Tarefas:
a) Indique se cada afirmação a seguir concorda com o texto sobre a história do kung fu, respondendo sim ou não e citando literalmente as palavras do texto que decidem a questão. (i) Os primeiros relatos que mencionam as artes marciais chinesas remontam à dinastia Xia. (ii) O texto considera totalmente verdadeiro que a China é o grande berço das artes marciais. (iii) Sidarta Gautama era mestre na arte do Yawara.
b) Escreva a continuação do texto sobre a história do kung fu a partir da última frase apresentada.

Trecho da fonte:
━━━━━━
Uma Breve História do Kung Fu

(Texto de Átila Oliveira da Silva, originalmente publicado no fanzine "O Quickening")

O kung fu está entre as artes marciais mais antigas do planeta. Os primeiros relatos e escrituras que fazem alguma menção às artes marciais chinesas remontam à dinastia Xia, em cerca de 2.100 a.C.. Entretanto, devido à forma um tanto didática destas representações, alguns historiadores acreditam que as artes marciais chinesas devam ser ainda mais antigas. Antes de prosseguir, são necessários dois esclarecimentos sobre o kung fu.

Praticamente todo mundo já ouviu ou leu algo afirmando que a China é o grande berço das artes marciais. Isso não é totalmente verdadeiro. Na mesma época em que a China desenvolvia os exercícios precursores das artes marciais, uma outra região, paralelamente, fazia o mesmo: este local é hoje conhecido como Índia. Pouca gente sabe, mas a Índia abriga as outras duas artes marciais mais antigas do mundo (tão antigas quanto o kung fu): o Vajramushti e o Yawara (que no Japão recebeu o nome Jiu-Jitsu). O próprio Sidarta Gautama, o Buda, era um mestre na arte do Vajramushti, como muitos outros pertencentes à casta dos Kshastryias (guerreiros).
━━━━━━
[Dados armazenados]
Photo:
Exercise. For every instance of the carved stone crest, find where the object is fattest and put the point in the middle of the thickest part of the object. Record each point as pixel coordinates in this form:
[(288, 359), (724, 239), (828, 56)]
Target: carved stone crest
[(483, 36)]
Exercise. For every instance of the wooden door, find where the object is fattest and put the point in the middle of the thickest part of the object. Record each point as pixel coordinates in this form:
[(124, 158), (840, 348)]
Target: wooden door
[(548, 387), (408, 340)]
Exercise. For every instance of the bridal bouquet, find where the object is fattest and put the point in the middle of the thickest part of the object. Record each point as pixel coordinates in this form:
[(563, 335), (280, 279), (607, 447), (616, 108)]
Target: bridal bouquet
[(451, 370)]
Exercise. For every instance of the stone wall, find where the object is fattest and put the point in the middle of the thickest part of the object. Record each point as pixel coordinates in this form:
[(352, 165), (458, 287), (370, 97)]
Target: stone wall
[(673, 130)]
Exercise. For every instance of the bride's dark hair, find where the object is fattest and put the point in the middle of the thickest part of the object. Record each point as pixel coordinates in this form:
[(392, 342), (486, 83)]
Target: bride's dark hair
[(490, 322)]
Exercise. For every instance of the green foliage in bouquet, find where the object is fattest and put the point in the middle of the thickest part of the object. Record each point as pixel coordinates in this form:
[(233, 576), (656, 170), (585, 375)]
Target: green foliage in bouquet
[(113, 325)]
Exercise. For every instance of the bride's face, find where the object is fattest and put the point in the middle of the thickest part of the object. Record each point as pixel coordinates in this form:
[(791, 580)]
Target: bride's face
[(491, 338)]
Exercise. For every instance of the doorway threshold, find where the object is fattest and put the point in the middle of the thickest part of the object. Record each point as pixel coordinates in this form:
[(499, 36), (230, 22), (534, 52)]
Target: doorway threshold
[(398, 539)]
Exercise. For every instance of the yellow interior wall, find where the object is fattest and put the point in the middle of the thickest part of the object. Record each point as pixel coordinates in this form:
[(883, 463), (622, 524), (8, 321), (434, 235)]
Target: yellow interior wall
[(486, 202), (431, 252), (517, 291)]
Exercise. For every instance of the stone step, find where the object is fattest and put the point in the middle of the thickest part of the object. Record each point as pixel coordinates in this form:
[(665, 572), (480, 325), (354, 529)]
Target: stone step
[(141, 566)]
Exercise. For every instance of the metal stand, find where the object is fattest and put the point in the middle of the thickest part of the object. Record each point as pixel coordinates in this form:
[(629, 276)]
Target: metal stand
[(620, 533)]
━━━━━━
Respostas finais:
a)
(i) Sim: "remontam à dinastia Xia, em cerca de 2.100 a.C.".
(ii) Não: "Isso não é totalmente verdadeiro."
(iii) Não: "era um mestre na arte do Vajramushti".

b)
Uma série de fatores faz com que as artes marciais indianas sejam praticamente desconhecidas fora de sua terra natal. O ensino da maioria delas é restrito aos discípulos de alguns mestres ioguis, fazendo com que seja necessário todo um aprendizado filosófico, disciplinar e ascético antes do início às técnicas marciais. Além disso, apenas uma destas artes é ensinada fora da Índia, e mesmo assim em raríssimos locais. Esta arte, denominada Kalari Payat, abrange uma grande variedade de armas (incluindo espada e escudo), bem como uma série extensa de exercícios físicos e técnicas de combate desarmado. Tomar conhecimento da existência das artes marciais indianas é fundamental, como se verá mais adiante, para compreender a própria história das artes marciais chinesas.

Um segundo esclarecimento. Embora façamos uso do termo kung fu para denominarmos as artes marciais chinesas, o mesmo não é utilizado na China. Provavelmente, isso teve início quando algum ocidental, impressionado com as habilidades de um viajante chinês, perguntou-lhe o que seria aquilo. A resposta foi kung fu, que pode ser traduzido como "trabalho contínuo" ou simplesmente "habilidade". O termo então tornou-se a referência para todas as artes marciais chinesas. Na China, cada estilo é chamado pelo seu nome de origem, ou utilizam-se termos como Kuo Shu ("arte nacional") ou Wu Shu ("arte guerreira") para se referir a um determinado grupo de estilos. Hoje em dia, o termo Wu Shu é mais utilizado para as modalidades olímpicas e de exibição.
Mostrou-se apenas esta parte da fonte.